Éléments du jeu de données
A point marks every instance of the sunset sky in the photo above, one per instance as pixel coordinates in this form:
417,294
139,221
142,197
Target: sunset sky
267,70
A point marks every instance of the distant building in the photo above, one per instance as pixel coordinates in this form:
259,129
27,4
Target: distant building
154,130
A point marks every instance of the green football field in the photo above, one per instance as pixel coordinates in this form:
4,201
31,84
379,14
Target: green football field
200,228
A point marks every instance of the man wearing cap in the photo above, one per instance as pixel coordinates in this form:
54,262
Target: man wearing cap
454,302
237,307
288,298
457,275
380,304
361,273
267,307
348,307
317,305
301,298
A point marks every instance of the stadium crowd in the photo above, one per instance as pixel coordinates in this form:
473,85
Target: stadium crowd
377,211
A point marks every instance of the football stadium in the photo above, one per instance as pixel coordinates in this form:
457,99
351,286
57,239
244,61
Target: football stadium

#### Travail à faire
Réécrivez ces données en substituant « crowd in the stands » à « stadium crowd » partout où cette expression figure, sans rien modifier d'autre.

#### Réponse complète
A point marks every instance of the sunset sky in the photo above, one per instance as pixel coordinates in this form:
417,294
139,221
142,197
Target: sunset sky
267,70
A point marks every instance of the distant building in the photo above, one per instance as pixel coordinates in this form:
259,129
27,4
Target: distant building
154,130
A point marks every instance of the green football field in the photo above, one per instance as pixel coordinates in this form:
4,201
31,84
379,14
Target: green football field
200,228
A point marks every instance of the man wearing cap in the photo above, one per instance as pixel coordinates in this form:
54,262
Target: man wearing cap
454,302
237,307
288,298
457,275
380,304
361,273
267,307
348,307
317,305
301,298
A point marks every instance of the crowd in the stands in the photo above, one per instance as pixel coordinates in this form:
473,85
Target: crowd in the stands
377,211
A point marks every instance of the football stadium in the photo above, one per instance as pixel coordinates in this form:
457,99
351,286
57,239
244,61
Target: football stadium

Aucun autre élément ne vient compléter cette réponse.